Is that spot on the X-ray or CT scan something to worry about? It is a question that, thankfully, most people never have to face. But for those who do, the answer can be life-altering.
Increasingly, doctors are calling on artificial intelligence to help diagnose conditions ranging from cancer and heart attack to sepsis and traumatic brain injuries. While AI can sometimes spot concerns that a human might miss, it’s not perfect. Artificial diagnostic aids sometimes recommend unnecessary invasive procedures or miss something that should have been flagged.
These two kinds of mistakes have very different consequences. Deciding whether a scan requires further investigation or not means choosing between risks: the risk of doing an unnecessary procedure and the risk of missing a serious condition. Different patients weight these risks differently. Currently, however, the patient’s own values and preferences about how to weight these risks are not always part of the AI decision-making calculation.

* [DATA TO EXAMINE]

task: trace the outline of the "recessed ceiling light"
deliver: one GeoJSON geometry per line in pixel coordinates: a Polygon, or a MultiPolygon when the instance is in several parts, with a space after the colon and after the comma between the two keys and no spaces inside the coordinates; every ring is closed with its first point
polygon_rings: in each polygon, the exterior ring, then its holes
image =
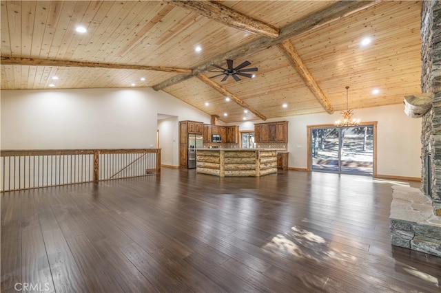
{"type": "Polygon", "coordinates": [[[371,38],[367,37],[361,40],[361,45],[363,46],[366,46],[371,43],[371,38]]]}
{"type": "Polygon", "coordinates": [[[85,32],[86,32],[88,31],[88,30],[84,28],[83,26],[77,26],[76,28],[75,29],[75,30],[77,32],[80,32],[81,34],[84,34],[85,32]]]}

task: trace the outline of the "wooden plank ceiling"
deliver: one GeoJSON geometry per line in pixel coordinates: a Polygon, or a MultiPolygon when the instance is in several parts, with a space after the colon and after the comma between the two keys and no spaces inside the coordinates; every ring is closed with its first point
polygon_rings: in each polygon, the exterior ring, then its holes
{"type": "Polygon", "coordinates": [[[1,5],[1,89],[152,87],[227,123],[341,111],[347,85],[353,109],[420,92],[421,1],[1,5]],[[256,77],[210,78],[226,59],[256,77]]]}

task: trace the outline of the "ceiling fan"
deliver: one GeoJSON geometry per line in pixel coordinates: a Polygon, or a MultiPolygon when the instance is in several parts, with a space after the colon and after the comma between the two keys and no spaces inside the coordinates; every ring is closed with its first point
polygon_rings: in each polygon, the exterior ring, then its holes
{"type": "Polygon", "coordinates": [[[225,76],[223,78],[222,78],[222,80],[220,81],[225,81],[227,78],[228,78],[228,76],[233,76],[233,78],[234,78],[236,81],[240,80],[240,78],[238,76],[245,76],[251,78],[253,77],[254,74],[249,74],[244,72],[256,72],[257,67],[243,69],[243,67],[248,66],[251,63],[249,61],[245,61],[240,65],[236,67],[233,67],[233,61],[232,59],[227,59],[227,65],[228,65],[228,68],[223,68],[216,64],[212,64],[211,65],[212,66],[214,66],[220,69],[222,69],[222,71],[210,70],[210,72],[221,72],[220,74],[215,75],[214,76],[210,77],[210,78],[214,78],[215,77],[220,76],[223,74],[225,74],[225,76]]]}

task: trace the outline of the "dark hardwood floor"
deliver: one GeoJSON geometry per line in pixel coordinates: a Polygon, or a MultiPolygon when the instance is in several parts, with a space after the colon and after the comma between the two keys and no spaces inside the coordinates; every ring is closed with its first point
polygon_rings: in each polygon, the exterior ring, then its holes
{"type": "Polygon", "coordinates": [[[161,171],[2,193],[1,292],[441,290],[441,258],[391,246],[402,182],[161,171]]]}

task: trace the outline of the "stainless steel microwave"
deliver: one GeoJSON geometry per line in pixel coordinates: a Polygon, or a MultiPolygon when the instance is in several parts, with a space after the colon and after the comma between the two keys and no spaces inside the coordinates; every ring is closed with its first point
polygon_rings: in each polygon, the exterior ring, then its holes
{"type": "Polygon", "coordinates": [[[218,134],[212,134],[212,142],[220,142],[222,139],[220,138],[220,135],[218,134]]]}

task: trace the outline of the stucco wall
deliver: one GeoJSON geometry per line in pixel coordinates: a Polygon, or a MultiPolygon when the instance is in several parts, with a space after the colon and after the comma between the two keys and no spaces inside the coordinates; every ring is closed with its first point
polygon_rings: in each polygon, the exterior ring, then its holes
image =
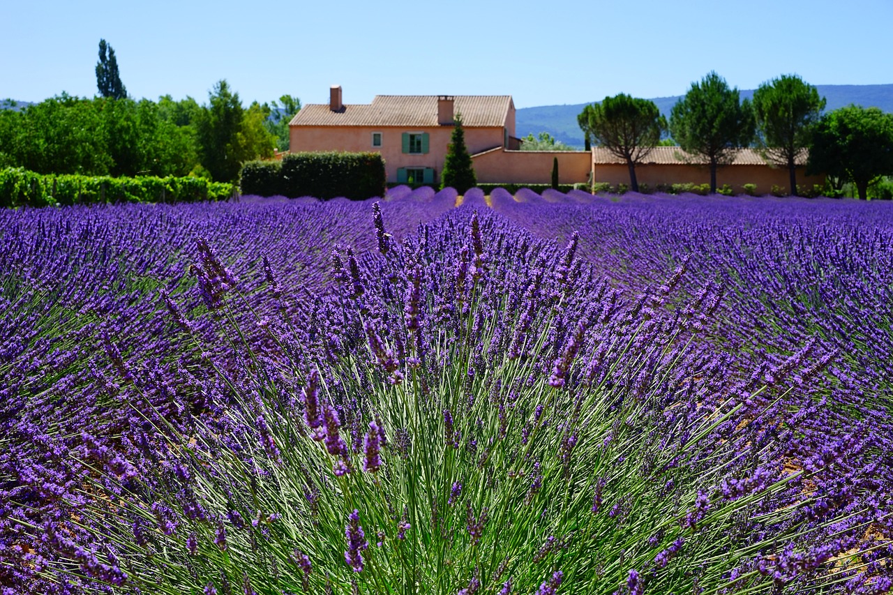
{"type": "MultiPolygon", "coordinates": [[[[596,182],[607,182],[613,186],[630,184],[630,170],[626,165],[595,165],[596,182]]],[[[646,164],[636,168],[636,180],[655,189],[657,184],[709,184],[710,169],[706,166],[680,163],[678,165],[646,164]]],[[[812,188],[813,184],[824,183],[824,176],[807,176],[805,168],[797,169],[797,183],[812,188]]],[[[769,165],[726,165],[716,170],[716,185],[729,184],[737,193],[743,193],[744,184],[756,184],[756,192],[769,194],[772,186],[780,186],[789,192],[788,170],[769,165]]]]}
{"type": "Polygon", "coordinates": [[[548,184],[552,163],[558,157],[558,181],[562,184],[586,182],[592,156],[585,151],[489,151],[473,156],[472,163],[478,181],[485,184],[548,184]]]}
{"type": "MultiPolygon", "coordinates": [[[[503,128],[465,128],[465,145],[469,153],[502,147],[503,128]]],[[[300,151],[378,151],[385,159],[388,181],[396,181],[399,167],[431,167],[438,180],[446,156],[446,146],[453,134],[452,126],[428,128],[361,127],[361,126],[292,126],[290,149],[300,151]],[[372,147],[372,132],[381,133],[381,147],[372,147]],[[404,132],[429,134],[429,152],[421,155],[403,153],[404,132]]]]}

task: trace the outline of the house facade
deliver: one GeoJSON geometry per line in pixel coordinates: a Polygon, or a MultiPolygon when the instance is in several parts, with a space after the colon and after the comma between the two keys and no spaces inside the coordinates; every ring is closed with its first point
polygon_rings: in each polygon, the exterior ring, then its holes
{"type": "MultiPolygon", "coordinates": [[[[345,104],[342,89],[330,89],[328,105],[304,106],[289,122],[291,151],[375,151],[385,160],[388,182],[436,185],[446,157],[455,116],[462,114],[465,145],[478,181],[490,184],[547,184],[558,160],[562,184],[630,183],[626,163],[604,147],[592,151],[522,151],[515,136],[512,96],[379,95],[371,104],[345,104]]],[[[805,175],[805,155],[798,163],[797,184],[812,188],[824,176],[805,175]]],[[[656,147],[636,167],[638,183],[705,184],[709,168],[678,147],[656,147]]],[[[743,193],[745,184],[769,194],[788,189],[785,168],[767,163],[753,149],[739,149],[730,164],[717,171],[720,187],[743,193]]]]}
{"type": "Polygon", "coordinates": [[[511,96],[376,96],[371,104],[342,101],[340,86],[329,105],[301,108],[289,122],[291,150],[375,151],[385,160],[388,182],[437,184],[462,114],[472,155],[517,148],[511,96]]]}

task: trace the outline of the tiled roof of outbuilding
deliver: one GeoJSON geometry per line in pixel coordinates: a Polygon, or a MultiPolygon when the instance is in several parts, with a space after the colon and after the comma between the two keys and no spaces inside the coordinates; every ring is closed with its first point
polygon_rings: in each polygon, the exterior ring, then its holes
{"type": "MultiPolygon", "coordinates": [[[[807,154],[803,151],[797,160],[797,165],[806,164],[807,154]]],[[[604,147],[592,148],[592,159],[596,165],[626,164],[626,162],[604,147]]],[[[678,147],[655,147],[642,160],[643,165],[677,165],[680,163],[698,163],[705,162],[697,155],[690,155],[678,147]]],[[[771,161],[768,163],[772,163],[771,161]]],[[[752,148],[738,149],[731,165],[765,165],[767,161],[758,151],[752,148]]]]}
{"type": "MultiPolygon", "coordinates": [[[[463,126],[502,127],[513,105],[509,95],[456,95],[454,113],[463,126]]],[[[377,95],[371,104],[346,105],[332,112],[329,105],[305,105],[291,126],[417,126],[438,125],[436,95],[377,95]]]]}

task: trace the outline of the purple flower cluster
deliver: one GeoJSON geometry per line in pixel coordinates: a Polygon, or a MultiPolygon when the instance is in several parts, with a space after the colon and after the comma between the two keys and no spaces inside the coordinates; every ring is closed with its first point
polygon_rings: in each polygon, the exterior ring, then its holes
{"type": "Polygon", "coordinates": [[[889,589],[893,208],[547,194],[0,213],[0,584],[889,589]]]}

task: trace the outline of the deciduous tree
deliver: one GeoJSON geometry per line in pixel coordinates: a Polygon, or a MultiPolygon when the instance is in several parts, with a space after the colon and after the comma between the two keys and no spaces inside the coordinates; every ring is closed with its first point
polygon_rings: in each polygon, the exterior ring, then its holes
{"type": "Polygon", "coordinates": [[[477,185],[478,179],[472,165],[472,155],[468,154],[468,147],[465,147],[462,114],[456,113],[455,120],[455,126],[450,137],[449,147],[446,149],[444,170],[440,174],[440,188],[452,187],[459,194],[465,194],[469,189],[477,185]]]}
{"type": "Polygon", "coordinates": [[[624,160],[630,170],[630,188],[638,191],[636,165],[642,163],[661,140],[666,119],[653,101],[621,93],[587,105],[577,116],[588,139],[624,160]]]}
{"type": "Polygon", "coordinates": [[[710,191],[716,192],[716,169],[734,159],[736,151],[754,138],[751,103],[740,101],[738,88],[710,72],[691,84],[673,105],[670,134],[684,151],[702,158],[710,167],[710,191]]]}
{"type": "Polygon", "coordinates": [[[283,95],[279,102],[270,102],[270,117],[264,125],[276,138],[276,148],[288,151],[290,144],[288,122],[301,111],[301,100],[290,95],[283,95]]]}
{"type": "Polygon", "coordinates": [[[765,158],[787,167],[791,194],[797,195],[797,161],[809,146],[825,98],[796,74],[781,75],[754,91],[756,142],[765,158]]]}
{"type": "Polygon", "coordinates": [[[893,114],[859,105],[826,113],[813,133],[807,170],[847,179],[868,198],[872,181],[893,174],[893,114]]]}
{"type": "Polygon", "coordinates": [[[242,163],[272,155],[274,140],[263,128],[269,115],[259,105],[247,111],[225,80],[209,94],[196,122],[202,165],[217,181],[233,181],[242,163]]]}

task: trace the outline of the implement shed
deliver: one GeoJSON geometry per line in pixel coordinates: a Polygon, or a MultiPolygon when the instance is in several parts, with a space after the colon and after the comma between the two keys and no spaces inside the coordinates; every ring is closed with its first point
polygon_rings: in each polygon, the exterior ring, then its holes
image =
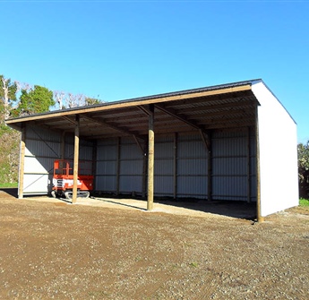
{"type": "Polygon", "coordinates": [[[21,132],[19,198],[51,191],[53,162],[80,160],[111,195],[298,204],[296,124],[262,80],[6,120],[21,132]]]}

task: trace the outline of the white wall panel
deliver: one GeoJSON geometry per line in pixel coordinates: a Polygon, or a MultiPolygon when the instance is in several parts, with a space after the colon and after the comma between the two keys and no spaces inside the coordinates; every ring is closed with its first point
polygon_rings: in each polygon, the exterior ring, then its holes
{"type": "Polygon", "coordinates": [[[258,107],[261,214],[298,205],[296,124],[261,81],[253,84],[258,107]]]}

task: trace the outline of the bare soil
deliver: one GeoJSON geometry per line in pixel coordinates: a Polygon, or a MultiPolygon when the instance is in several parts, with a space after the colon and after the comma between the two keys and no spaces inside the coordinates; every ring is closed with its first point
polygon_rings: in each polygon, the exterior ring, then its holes
{"type": "Polygon", "coordinates": [[[308,209],[256,223],[8,191],[0,205],[0,299],[309,299],[308,209]]]}

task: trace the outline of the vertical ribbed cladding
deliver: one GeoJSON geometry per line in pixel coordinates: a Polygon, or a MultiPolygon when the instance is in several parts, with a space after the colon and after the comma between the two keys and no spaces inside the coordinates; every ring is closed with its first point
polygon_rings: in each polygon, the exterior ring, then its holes
{"type": "Polygon", "coordinates": [[[46,194],[51,189],[54,160],[60,157],[58,133],[39,126],[27,126],[24,160],[24,194],[46,194]]]}
{"type": "Polygon", "coordinates": [[[255,200],[255,138],[250,133],[250,170],[248,170],[248,138],[245,129],[214,133],[212,139],[213,199],[247,200],[248,177],[251,200],[255,200]],[[249,174],[249,171],[251,174],[249,174]],[[253,192],[254,191],[254,192],[253,192]]]}
{"type": "Polygon", "coordinates": [[[133,138],[122,138],[120,147],[119,193],[142,193],[143,154],[133,138]]]}
{"type": "Polygon", "coordinates": [[[201,135],[179,135],[177,148],[177,197],[207,198],[207,149],[201,135]]]}
{"type": "Polygon", "coordinates": [[[173,196],[173,136],[155,137],[154,193],[156,196],[173,196]]]}
{"type": "Polygon", "coordinates": [[[117,139],[106,139],[97,143],[96,189],[116,193],[117,173],[117,139]]]}

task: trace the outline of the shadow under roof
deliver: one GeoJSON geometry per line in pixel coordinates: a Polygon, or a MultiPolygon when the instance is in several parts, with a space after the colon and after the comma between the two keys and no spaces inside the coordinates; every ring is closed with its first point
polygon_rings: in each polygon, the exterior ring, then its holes
{"type": "Polygon", "coordinates": [[[101,139],[148,134],[148,113],[154,109],[157,133],[241,128],[255,125],[258,101],[252,80],[186,90],[121,101],[101,103],[6,120],[17,130],[31,124],[52,131],[74,133],[76,116],[80,136],[101,139]]]}

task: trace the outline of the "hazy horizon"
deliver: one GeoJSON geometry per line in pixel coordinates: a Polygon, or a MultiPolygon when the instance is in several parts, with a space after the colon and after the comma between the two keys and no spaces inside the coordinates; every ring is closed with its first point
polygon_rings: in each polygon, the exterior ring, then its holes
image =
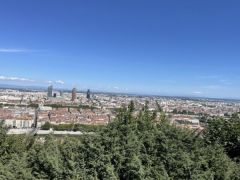
{"type": "Polygon", "coordinates": [[[4,1],[0,84],[240,99],[239,6],[4,1]]]}

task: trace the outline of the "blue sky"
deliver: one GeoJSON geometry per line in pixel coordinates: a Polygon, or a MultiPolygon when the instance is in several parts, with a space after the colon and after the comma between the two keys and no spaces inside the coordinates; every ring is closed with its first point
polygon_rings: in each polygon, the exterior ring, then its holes
{"type": "Polygon", "coordinates": [[[240,1],[0,2],[0,84],[240,98],[240,1]]]}

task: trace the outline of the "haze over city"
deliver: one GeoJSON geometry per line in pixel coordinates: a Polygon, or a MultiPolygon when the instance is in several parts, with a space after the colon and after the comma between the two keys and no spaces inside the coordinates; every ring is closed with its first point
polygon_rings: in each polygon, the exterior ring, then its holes
{"type": "Polygon", "coordinates": [[[240,98],[238,1],[2,1],[0,84],[240,98]]]}

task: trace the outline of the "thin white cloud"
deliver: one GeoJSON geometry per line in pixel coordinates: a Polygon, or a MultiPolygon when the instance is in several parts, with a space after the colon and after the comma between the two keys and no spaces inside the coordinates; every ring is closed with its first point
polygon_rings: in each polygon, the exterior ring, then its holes
{"type": "Polygon", "coordinates": [[[65,82],[62,81],[62,80],[57,80],[57,81],[55,81],[55,83],[56,83],[56,84],[65,84],[65,82]]]}
{"type": "Polygon", "coordinates": [[[203,76],[198,76],[200,79],[219,79],[221,76],[219,75],[203,75],[203,76]]]}
{"type": "Polygon", "coordinates": [[[22,78],[22,77],[7,77],[7,76],[0,76],[1,81],[25,81],[25,82],[35,82],[32,79],[22,78]]]}
{"type": "Polygon", "coordinates": [[[220,89],[222,88],[222,86],[219,86],[219,85],[208,85],[208,86],[205,86],[203,87],[205,89],[211,89],[211,90],[217,90],[217,89],[220,89]]]}
{"type": "Polygon", "coordinates": [[[202,94],[202,92],[201,91],[195,91],[195,92],[193,92],[193,94],[202,94]]]}
{"type": "Polygon", "coordinates": [[[21,49],[21,48],[0,48],[0,53],[21,53],[21,52],[28,52],[28,49],[21,49]]]}

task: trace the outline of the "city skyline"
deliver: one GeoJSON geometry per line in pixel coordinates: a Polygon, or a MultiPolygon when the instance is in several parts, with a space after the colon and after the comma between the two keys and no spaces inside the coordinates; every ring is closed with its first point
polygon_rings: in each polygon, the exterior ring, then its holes
{"type": "Polygon", "coordinates": [[[5,1],[0,84],[239,99],[239,6],[5,1]]]}

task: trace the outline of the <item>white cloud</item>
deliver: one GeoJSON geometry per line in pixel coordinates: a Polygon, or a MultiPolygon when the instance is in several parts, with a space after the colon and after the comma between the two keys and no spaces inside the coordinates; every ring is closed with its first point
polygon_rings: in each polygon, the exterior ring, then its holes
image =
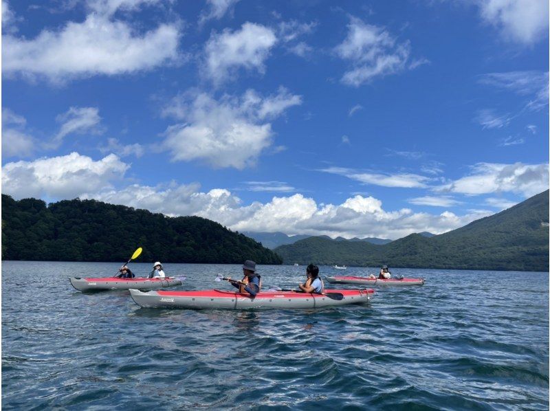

* [WHAT TO WORK ON]
A - Alter the passage on AI in medical diagnosis from "Increasingly, doctors are" up to and including "AI decision-making calculation.": write that part out again with "risks" replaced by "dangers".
B - Write what comes next in the passage on AI in medical diagnosis, starting after its last sentence.
The records aren't needed for anything here.

* [RESPONSES]
A -
Increasingly, doctors are calling on artificial intelligence to help diagnose conditions ranging from cancer and heart attack to sepsis and traumatic brain injuries. While AI can sometimes spot concerns that a human might miss, it’s not perfect. Artificial diagnostic aids sometimes recommend unnecessary invasive procedures or miss something that should have been flagged.
These two kinds of mistakes have very different consequences. Deciding whether a scan requires further investigation or not means choosing between dangers: the risk of doing an unnecessary procedure and the risk of missing a serious condition. Different patients weight these dangers differently. Currently, however, the patient’s own values and preferences about how to weight these dangers are not always part of the AI decision-making calculation.

B -
This ethical conundrum raises profound questions for doctors and AI programmers alike, says ethicist and Stanford Institute for Human-Centered AI fellow Kathleen Creel. With a timely commentary in the journal Nature Medicine, Creel and a multidisciplinary team of co-authors with expertise in radiology, philosophy, and AI say the resolution to that dilemma is clear—AI should put the values of the patient first.
Read the full commentary: "Clinical Decisions Using AI Must Consider Patient Values"
“In a clinical setting, there is no one-size-fits-all approach to diagnostics. AI, as a field, should accommodate this reality by being flexible to the patient’s personal perspectives on risk,” Creel says.
In a borderline case, should a doctor tell the patient there is a concern and risk an unnecessary, potentially invasive procedure that could turn out to be nothing? (A false positive result.) Or should that same doctor, knowing the patient’s preference is to avoid an unnecessary procedure at all costs, tell the patient there is nothing to worry about when, in fact, there could be plenty to worry about? (A false negative result.)
Risk-averse patients prefer to do anything they can to avoid a false negative. Others really don’t want to undergo an avoidable surgery. “That's their priority—keep me out of the hospital,” Creel says. “AI designers must build in sensitivity and flexibility to address both types of patients equally and fairly.”
Playing the Percentages
AI in medical devices typically calculates a probability—the likelihood that a spot in a scan is cancer or some other disease—and then makes a recommendation to the doctor whether to investigate further.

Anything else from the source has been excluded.